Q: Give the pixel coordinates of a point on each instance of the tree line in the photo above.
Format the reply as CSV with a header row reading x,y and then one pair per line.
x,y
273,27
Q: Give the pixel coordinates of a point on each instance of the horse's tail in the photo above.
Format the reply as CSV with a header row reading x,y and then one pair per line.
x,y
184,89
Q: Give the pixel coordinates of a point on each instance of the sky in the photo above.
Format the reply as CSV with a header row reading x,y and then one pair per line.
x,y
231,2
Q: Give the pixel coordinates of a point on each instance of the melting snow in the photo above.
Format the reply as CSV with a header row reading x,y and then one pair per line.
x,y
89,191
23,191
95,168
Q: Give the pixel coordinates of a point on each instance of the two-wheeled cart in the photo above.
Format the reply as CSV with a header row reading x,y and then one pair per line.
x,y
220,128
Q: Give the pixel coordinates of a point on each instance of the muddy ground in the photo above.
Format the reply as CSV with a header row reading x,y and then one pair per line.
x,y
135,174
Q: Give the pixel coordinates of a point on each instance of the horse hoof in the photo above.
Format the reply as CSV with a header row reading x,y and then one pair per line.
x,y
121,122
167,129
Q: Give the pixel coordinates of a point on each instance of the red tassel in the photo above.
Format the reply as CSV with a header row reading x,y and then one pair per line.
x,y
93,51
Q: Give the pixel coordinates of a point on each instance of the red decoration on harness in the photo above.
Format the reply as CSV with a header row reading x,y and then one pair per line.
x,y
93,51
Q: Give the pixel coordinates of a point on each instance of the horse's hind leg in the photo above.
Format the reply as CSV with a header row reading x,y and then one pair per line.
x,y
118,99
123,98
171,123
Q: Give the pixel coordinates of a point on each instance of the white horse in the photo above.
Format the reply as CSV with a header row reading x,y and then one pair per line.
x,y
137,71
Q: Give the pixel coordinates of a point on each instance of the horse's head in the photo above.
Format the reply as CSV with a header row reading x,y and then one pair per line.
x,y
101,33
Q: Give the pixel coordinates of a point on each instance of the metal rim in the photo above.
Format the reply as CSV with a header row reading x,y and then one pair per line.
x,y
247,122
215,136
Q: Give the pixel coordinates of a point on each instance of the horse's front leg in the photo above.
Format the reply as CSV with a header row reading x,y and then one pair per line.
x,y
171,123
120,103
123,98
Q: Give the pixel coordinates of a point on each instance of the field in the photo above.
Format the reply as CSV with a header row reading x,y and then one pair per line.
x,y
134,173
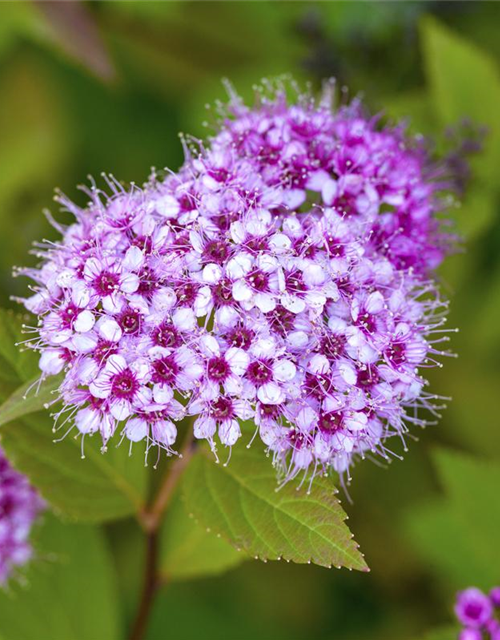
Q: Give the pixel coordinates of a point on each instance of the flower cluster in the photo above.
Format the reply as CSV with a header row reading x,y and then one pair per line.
══════════════════════════════
Текст задания:
Перенесите в нумерованный список строки, начиная с той, что содержит «hoof in the photo above.», и до последней строки включительно. Пустые строки и изображения в список не включайте.

Ответ на задачу:
1. Q: Give the pixel coordinates of a point on each instance of the horse hoof in the photo above.
2. Format the reply as CSV with a header row reading x,y and then one pair per line.
3. x,y
4. 121,122
5. 167,129
6. Q: Give the pixel coordinates of a point on each instance of the red tassel in the photo above.
7. Format the reply as CSV with a header row reading x,y and then one pair per line.
8. x,y
9. 93,51
10. Q: Give the pixel coordinates of a point on each instance of the red decoration on harness in the photo above.
11. Format the reply as CSV with a header row reading x,y and then one pair per line.
12. x,y
13. 93,51
14. Q: Give the pixel coordinates of a point on each instance of the horse's hind leg in the photo above.
15. Format the reply as CSV with a header row reading x,y and then one pair per line.
16. x,y
17. 118,99
18. 123,98
19. 171,123
20. Q: Give the pixel coordinates of a point on each instance of the white horse in the photo above.
21. Format the reply as CSV with a header row reading x,y and then one pair per line.
22. x,y
23. 137,71
24. Q: Give the pixel coordinates of a point on each instance of the horse's head in the photo above.
25. Format the reply as CSV with a header row reading x,y and then one pair per line.
26. x,y
27. 101,33
28. Q: Give the pixel coordinates of a point on each instance of the metal rim in the photo above.
29. Format the reply as CSV with a header row reading x,y and then one pair per line.
30. x,y
31. 247,122
32. 215,136
33. Q: Give the pixel coordinates of a point on each instance of the horse's front leg in the photo above.
34. Format the reply as CSV with a header row reading x,y and then one pair per line.
35. x,y
36. 171,123
37. 120,103
38. 123,98
39. Q: Give the pixel coordinates of a point on each instance of the field in the photo above.
40. Format the reply as CSV with a header row reading x,y and then one pair per line.
41. x,y
42. 134,173
43. Q: Give the pixel coordinates of a point on each instance of the flower cluster in the photo above.
44. Format the reply as CSV with a header row reading x,y and then one pair per line.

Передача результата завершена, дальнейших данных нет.